#### [SHORT EXERCISE 1]
Decide whether each statement below agrees with the passage on Edward Levi, answering yes or no and quoting the deciding words from it. (a) Three of Levi's predecessors attended his inauguration. (b) During the 1969 sit-in, Levi called in outside authorities. (c) In 1950 Levi conducted hearings on the steel and newsprint industries.

#### [DOCUMENT]
## Begin

When Edward Levi was inaugurated as president at the November 14, 1968, convocation in Rockefeller Chapel, the event was attended by three of his predecessors: Robert Maynard Hutchins, Lawrence A. Kimpton, and the retiring George Beadle. Levi had served under all three. He used his inaugural address for a consideration of the institution's primary mission, calling for a reaffirmation of "our commitment to the way of reason, without which a University becomes a menace and a caricature."

As "custodians not only of the many cultures of man, but of the rational process itself," Levi continued, "[u]niversities are not neutral," but "exist for the propagation of a special point of view; namely the worthwhileness of the intellectual pursuit of truth.…" This view, he added, "does not remove universities from the problems of society."

Indeed, as Levi spoke from the Rockefeller pulpit, 100 students stood outside the chapel, protesting the war in Vietnam; other protesters showed up outside the dinner held in his honor that night at a downtown hotel. Two months later, the subject of student protests centered not on national but on University policy.

On January 30, 1969, students forcibly took over the Administration Building to protest the non-renewal of a faculty member's contract. Levi's response differed from that of many college and university administrators in those years: rather than call in outside authorities, he enforced the University's internal disciplinary process. When, two weeks after it began, the sit-in ended, he issued a statement to the campus community, making clear his bedrock values:

"The University has sought throughout this period, however imperfectly, to exemplify the values for which it stands. It has encouraged discussion through faculty and student groups. It has sought to institutionalize a process for wider participation. In a world of considerable violence, and one in which violence begets violence, it has emphasized the persuasive power of ideas. It has sought--and the unique response of faculty and students has made this possible--to handle its own affairs in a way consistent with its ideals."

Admitting that "[a]s I write these lines, I cannot help but wonder what our success has been and whether the choice we made remains viable," Levi continued: "These consequences to the University will be felt for a considerable period of time and will be disappointing to many. We must make the best of them."


Edward Levi's accomplishments were not limited to the University. In 1950, as counsel to the Subcommittee on Monopoly Power of the United States House Judiciary Committee, he conducted hearings on the steel and newsprint industries. During the 1960s, he served on the White House Central Group on Domestic Affairs, the White House Task Force on Education, and the President's Task Force on Priorities in Higher Education.

## End

#### [EXCERPTED RECORDS]
## Begin

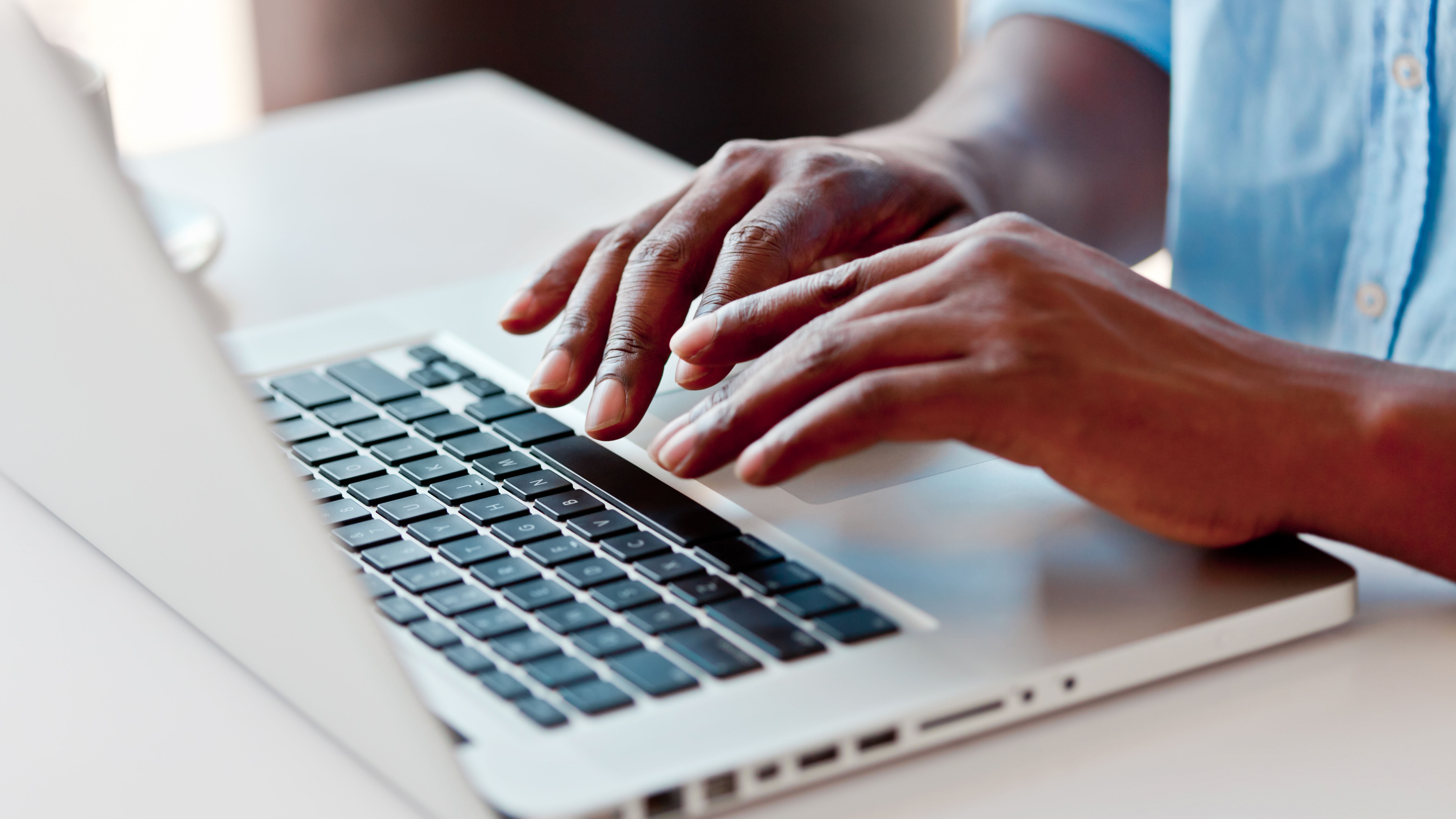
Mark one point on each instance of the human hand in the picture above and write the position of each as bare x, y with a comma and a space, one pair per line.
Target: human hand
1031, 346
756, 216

## End
## Begin

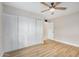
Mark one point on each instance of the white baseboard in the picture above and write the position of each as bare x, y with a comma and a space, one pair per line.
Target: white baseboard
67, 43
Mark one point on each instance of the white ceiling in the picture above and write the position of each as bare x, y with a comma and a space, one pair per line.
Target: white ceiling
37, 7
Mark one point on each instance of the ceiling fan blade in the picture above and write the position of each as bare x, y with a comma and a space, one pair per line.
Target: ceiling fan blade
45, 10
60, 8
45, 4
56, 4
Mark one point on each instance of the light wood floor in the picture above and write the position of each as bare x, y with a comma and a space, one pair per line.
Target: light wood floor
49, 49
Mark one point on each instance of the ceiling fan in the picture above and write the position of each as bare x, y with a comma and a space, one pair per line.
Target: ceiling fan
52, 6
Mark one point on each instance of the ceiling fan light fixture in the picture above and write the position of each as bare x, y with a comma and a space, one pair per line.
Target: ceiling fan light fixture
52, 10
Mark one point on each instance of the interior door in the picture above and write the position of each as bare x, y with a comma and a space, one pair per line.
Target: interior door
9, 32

## End
## Begin

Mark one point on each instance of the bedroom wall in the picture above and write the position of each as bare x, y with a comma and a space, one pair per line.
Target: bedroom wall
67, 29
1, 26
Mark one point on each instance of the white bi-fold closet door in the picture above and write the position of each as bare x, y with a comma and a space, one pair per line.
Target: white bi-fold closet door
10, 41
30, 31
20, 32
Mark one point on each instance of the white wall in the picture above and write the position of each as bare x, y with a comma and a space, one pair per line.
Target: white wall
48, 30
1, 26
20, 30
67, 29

## End

#### [SHORT EXERCISE 2]
Please identify every line of the entries that contains the string "fold", and copy each such line.

#### [WRITTEN SOLUTION 1]
(a) Yes: "the event was attended by three of his predecessors"
(b) No: "rather than call in outside authorities, he enforced the University's internal disciplinary process"
(c) Yes: "he conducted hearings on the steel and newsprint industries"

#### [WRITTEN SOLUTION 2]
Mark one point on each instance of the white bi-fold closet door in the picture above and write the position of each as bare x, y with a comma and a space, one pair per line.
Target: white bi-fold closet door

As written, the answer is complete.